** Start GIVEN TEXT **
Latin America

In a “preventative” measure to tackle inflation and inflation expectations, Peru’s central bank has raised rates 25 basis points for the third consecutive month. The reference interest rate now stands at 3.75 per cent.

The move was widely expected given rising – but still moderate – inflation pressures. Annual inflation to February was 2.23 per cent. Month-on-month the increase was 0.38, just below January’s monthly increase of 0.39, which was the highest in two years. The Bank’s target is to keep inflation below 3 per cent. The central bank has indicated that monetary policy remains accommodative at 3.75 per cent, and that 4.5 per cent would be more “neutral”, suggesting further rises lie ahead. There might be a pause at the next meeting, however, given moderate and tempering inflation.

Brazil has raised rates half a point to 11.75 per cent, the second rise in three months. Copom, the monetary policy committee, voted unanimously for the raise to rein in inflation. A single sentence accompanied the decision, offering no clues as to the thoughts of policymakers on the future direction.

Prices rose 6.08 per cent in the year to February, above the central bank’s 4.5 per cent target, though within tolerance bands of +/- 2 percentage points. Given the strength of recent inflation, some analysts had expected a three quarter point rise in the selic rate. Significantly, though, food price pressures have receded in Sao Paolo, data showed today.
** End GIVEN TEXT **
** Start DATA SUPPLIED **
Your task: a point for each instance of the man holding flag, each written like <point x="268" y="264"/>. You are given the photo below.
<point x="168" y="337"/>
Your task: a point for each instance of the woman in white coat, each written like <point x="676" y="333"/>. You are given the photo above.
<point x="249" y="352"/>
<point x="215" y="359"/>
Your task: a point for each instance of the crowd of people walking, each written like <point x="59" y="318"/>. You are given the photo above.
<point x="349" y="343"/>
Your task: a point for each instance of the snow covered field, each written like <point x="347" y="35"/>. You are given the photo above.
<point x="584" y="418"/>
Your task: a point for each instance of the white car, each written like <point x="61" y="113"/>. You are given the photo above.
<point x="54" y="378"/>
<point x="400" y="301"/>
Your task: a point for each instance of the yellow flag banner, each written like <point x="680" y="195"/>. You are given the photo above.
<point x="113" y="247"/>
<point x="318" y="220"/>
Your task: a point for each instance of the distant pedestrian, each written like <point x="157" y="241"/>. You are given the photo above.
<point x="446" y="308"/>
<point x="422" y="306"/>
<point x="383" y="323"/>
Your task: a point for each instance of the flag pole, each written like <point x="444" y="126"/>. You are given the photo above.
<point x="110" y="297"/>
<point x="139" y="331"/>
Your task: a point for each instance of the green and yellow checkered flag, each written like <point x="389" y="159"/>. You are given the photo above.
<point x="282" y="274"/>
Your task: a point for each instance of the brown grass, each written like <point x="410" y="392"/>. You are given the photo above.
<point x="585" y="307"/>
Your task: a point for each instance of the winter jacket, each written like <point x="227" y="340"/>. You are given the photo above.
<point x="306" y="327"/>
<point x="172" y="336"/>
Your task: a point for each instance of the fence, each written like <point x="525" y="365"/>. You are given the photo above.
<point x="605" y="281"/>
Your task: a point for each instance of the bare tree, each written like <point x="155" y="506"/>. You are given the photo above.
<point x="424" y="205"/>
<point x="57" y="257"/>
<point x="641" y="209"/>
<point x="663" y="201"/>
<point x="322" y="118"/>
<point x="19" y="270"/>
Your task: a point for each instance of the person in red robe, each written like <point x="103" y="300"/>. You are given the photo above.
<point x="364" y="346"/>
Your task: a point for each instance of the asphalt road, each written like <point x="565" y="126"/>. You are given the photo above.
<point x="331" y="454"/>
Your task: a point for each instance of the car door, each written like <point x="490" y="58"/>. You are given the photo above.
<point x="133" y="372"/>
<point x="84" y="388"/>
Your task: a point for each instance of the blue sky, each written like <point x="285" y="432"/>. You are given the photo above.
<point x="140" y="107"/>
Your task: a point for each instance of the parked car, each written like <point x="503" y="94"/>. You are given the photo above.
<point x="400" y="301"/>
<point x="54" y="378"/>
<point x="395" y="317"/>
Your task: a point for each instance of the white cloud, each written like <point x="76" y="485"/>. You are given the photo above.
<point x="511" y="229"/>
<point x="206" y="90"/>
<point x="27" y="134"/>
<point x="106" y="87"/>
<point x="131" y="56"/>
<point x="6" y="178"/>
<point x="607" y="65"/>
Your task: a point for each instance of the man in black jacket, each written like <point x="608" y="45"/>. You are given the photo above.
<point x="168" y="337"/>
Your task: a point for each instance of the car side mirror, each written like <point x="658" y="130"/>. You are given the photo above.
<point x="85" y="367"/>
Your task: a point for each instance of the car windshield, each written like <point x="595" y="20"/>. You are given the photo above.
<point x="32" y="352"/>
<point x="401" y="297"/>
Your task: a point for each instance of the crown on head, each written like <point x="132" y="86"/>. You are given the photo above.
** End DATA SUPPLIED **
Reproduce the entire Latin America text word for word.

ANSWER FOR THE TASK:
Latin America

In a “preventative” measure to tackle inflation and inflation expectations, Peru’s central bank has raised rates 25 basis points for the third consecutive month. The reference interest rate now stands at 3.75 per cent.

The move was widely expected given rising – but still moderate – inflation pressures. Annual inflation to February was 2.23 per cent. Month-on-month the increase was 0.38, just below January’s monthly increase of 0.39, which was the highest in two years. The Bank’s target is to keep inflation below 3 per cent. The central bank has indicated that monetary policy remains accommodative at 3.75 per cent, and that 4.5 per cent would be more “neutral”, suggesting further rises lie ahead. There might be a pause at the next meeting, however, given moderate and tempering inflation.

Brazil has raised rates half a point to 11.75 per cent, the second rise in three months. Copom, the monetary policy committee, voted unanimously for the raise to rein in inflation. A single sentence accompanied the decision, offering no clues as to the thoughts of policymakers on the future direction.

Prices rose 6.08 per cent in the year to February, above the central bank’s 4.5 per cent target, though within tolerance bands of +/- 2 percentage points. Given the strength of recent inflation, some analysts had expected a three quarter point rise in the selic rate. Significantly, though, food price pressures have receded in Sao Paolo, data showed today.